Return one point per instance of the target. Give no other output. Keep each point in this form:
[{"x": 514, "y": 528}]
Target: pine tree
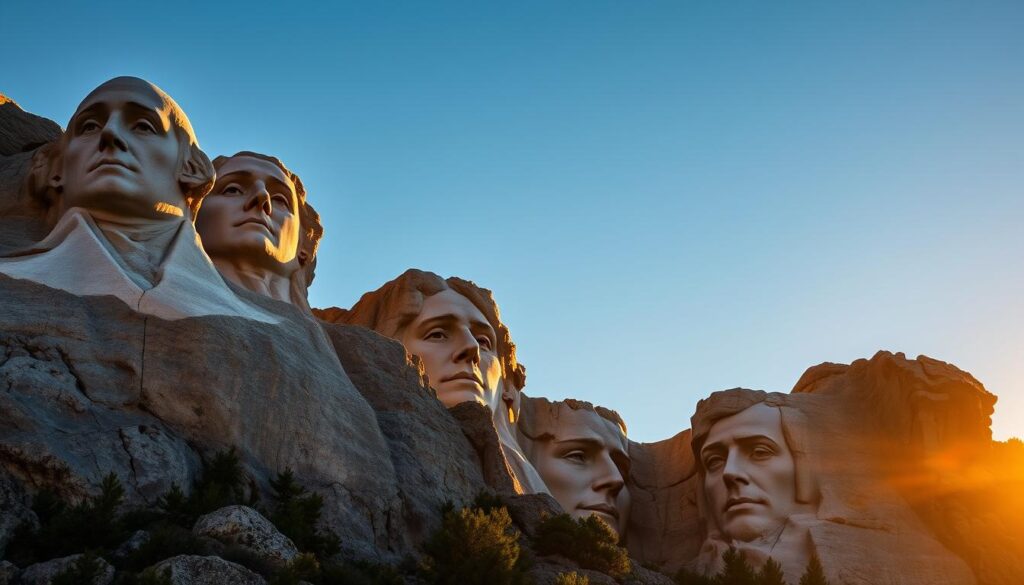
[
  {"x": 473, "y": 546},
  {"x": 687, "y": 577},
  {"x": 814, "y": 574},
  {"x": 736, "y": 571},
  {"x": 771, "y": 574}
]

──────────────────────────────

## Requirement
Rewrite the records above with "pine tree" replaced by "oak tree" and everything else left unchanged. Leave the pictures out of your answer.

## Correct output
Return one point per instance of the target. Give no other output. Keep each point in this form:
[{"x": 514, "y": 528}]
Target: oak tree
[
  {"x": 473, "y": 546},
  {"x": 687, "y": 577},
  {"x": 814, "y": 574},
  {"x": 736, "y": 571},
  {"x": 771, "y": 574}
]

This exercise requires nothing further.